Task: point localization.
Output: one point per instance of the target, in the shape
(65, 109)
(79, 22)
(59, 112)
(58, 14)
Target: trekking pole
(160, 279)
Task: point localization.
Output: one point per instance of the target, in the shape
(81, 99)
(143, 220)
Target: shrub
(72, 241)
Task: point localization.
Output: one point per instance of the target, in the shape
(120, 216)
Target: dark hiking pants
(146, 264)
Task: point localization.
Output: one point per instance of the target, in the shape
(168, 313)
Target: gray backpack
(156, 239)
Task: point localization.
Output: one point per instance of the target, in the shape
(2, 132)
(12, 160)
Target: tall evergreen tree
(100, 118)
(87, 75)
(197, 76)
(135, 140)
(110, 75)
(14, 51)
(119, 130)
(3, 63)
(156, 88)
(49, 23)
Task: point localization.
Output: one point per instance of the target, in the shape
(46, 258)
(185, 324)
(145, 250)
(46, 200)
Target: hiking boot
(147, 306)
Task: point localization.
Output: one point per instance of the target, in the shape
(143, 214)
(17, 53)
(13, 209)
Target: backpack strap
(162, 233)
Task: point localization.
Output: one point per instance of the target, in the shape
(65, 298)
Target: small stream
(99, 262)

################

Retype every record without alteration.

Task: point localization.
Output: one point per instance of the target, in the shape
(65, 109)
(79, 22)
(59, 112)
(58, 14)
Target: trekking pole
(160, 279)
Task: point localization.
Output: one point per instance of the target, in the shape
(81, 99)
(143, 220)
Target: shrub
(72, 241)
Task: point localization.
Output: one point per instance of the target, in the shape
(120, 216)
Target: dark hiking pants
(146, 264)
Task: point localization.
Output: one point per instance of the target, in the shape
(168, 313)
Target: gray backpack
(156, 239)
Task: point localization.
Output: one point per instance of the target, in the shape
(2, 132)
(12, 160)
Target: tall evergreen tree
(100, 118)
(87, 75)
(197, 76)
(135, 140)
(110, 75)
(14, 51)
(119, 130)
(3, 63)
(156, 88)
(49, 23)
Task: point localization.
Output: one point per instance of the target, in the shape
(46, 258)
(185, 324)
(145, 250)
(46, 200)
Target: hiking boot
(147, 306)
Task: point localization.
Output: one point per instance of the target, in the shape
(143, 214)
(17, 53)
(13, 209)
Target: backpack strap
(162, 233)
Task: point localization.
Output: one point per instance of the target, in the shape
(65, 298)
Target: small stream
(99, 262)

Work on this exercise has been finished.